(Saved data entries)
------
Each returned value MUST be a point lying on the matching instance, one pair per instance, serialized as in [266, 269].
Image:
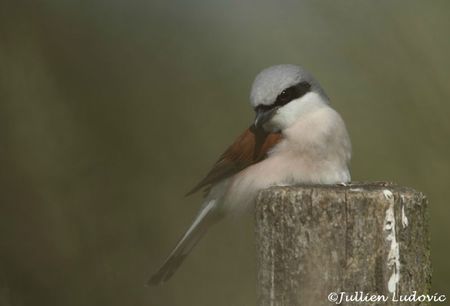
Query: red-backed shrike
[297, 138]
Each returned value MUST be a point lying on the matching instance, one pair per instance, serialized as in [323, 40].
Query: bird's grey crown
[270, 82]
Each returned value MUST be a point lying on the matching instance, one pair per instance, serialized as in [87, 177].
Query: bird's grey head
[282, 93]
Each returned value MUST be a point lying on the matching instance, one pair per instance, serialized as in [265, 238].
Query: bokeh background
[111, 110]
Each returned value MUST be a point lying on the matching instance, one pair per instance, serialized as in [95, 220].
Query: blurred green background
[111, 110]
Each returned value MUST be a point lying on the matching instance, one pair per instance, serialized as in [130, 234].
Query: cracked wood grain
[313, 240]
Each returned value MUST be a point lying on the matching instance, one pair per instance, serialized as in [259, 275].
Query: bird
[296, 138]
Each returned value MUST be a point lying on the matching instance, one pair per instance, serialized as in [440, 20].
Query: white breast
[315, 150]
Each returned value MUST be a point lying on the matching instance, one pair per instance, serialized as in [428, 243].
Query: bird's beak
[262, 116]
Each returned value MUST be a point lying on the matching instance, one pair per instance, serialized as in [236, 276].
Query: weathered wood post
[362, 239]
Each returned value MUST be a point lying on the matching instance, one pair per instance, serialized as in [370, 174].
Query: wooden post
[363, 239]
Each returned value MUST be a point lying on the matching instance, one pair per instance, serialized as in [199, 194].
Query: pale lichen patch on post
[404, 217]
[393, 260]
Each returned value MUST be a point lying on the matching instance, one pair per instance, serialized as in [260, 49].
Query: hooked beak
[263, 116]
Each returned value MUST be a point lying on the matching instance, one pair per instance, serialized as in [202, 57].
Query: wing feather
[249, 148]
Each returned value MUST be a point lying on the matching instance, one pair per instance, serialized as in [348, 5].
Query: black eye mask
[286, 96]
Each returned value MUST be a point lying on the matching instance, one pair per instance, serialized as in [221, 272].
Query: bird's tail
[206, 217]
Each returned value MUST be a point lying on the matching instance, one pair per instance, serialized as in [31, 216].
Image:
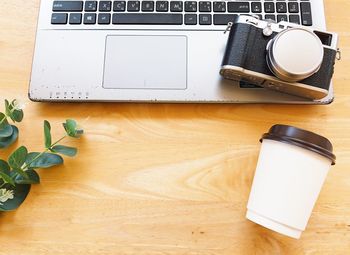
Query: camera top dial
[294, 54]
------
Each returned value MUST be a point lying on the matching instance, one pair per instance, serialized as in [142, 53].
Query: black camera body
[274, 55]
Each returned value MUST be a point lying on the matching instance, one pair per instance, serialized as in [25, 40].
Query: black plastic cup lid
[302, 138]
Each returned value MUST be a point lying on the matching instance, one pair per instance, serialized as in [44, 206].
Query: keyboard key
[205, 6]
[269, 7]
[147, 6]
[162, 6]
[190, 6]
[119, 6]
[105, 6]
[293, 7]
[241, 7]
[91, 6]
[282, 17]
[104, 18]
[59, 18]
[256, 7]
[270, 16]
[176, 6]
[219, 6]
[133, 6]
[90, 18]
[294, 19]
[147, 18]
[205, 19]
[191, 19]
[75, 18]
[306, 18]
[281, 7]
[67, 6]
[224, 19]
------
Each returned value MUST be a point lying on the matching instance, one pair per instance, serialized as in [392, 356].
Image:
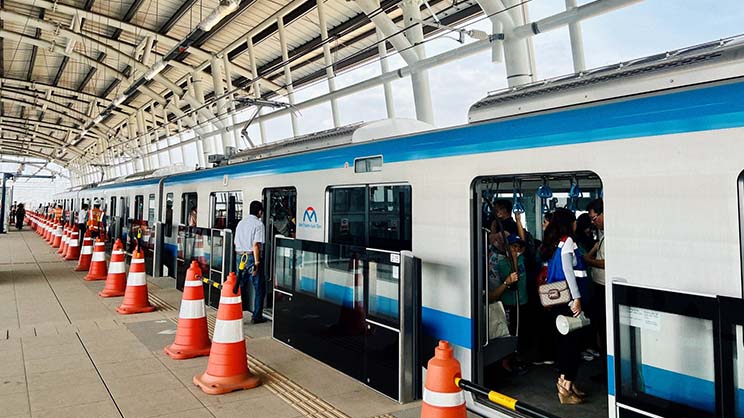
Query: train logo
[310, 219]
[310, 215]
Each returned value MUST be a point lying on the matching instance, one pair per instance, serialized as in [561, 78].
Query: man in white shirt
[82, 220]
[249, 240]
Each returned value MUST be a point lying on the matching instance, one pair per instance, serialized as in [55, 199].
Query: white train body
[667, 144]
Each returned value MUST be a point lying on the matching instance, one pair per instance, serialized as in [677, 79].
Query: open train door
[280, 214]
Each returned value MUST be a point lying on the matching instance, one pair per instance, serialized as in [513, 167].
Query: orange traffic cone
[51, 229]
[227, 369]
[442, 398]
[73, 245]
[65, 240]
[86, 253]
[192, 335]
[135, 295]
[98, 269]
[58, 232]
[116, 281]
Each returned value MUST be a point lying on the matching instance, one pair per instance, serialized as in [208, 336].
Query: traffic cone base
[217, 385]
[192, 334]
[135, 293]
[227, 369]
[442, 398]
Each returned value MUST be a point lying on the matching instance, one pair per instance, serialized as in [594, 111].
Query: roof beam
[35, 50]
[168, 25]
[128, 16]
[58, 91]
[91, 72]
------
**Task objective:**
Given the records above, return exactly the lines starting at the line containing "in [87, 177]." and ending at the line containing "in [130, 234].", including both.

**Finished exercise:**
Each returned value MUST be a point lying on the matching instance, one pair per instance, serialized as in [87, 177].
Query: bird's grey head
[282, 93]
Each returned value MUST be a point lying on the matching instance, one pair per instance, serialized as in [265, 238].
Query: bokeh background
[111, 110]
Each returned value MUST be a point lying on the matching instance, one pair per instance, serialized as in [95, 220].
Query: blurred green background
[111, 110]
Each returned value MUST be a point lying on the matching instance, one pair per instance, serialized as in [130, 234].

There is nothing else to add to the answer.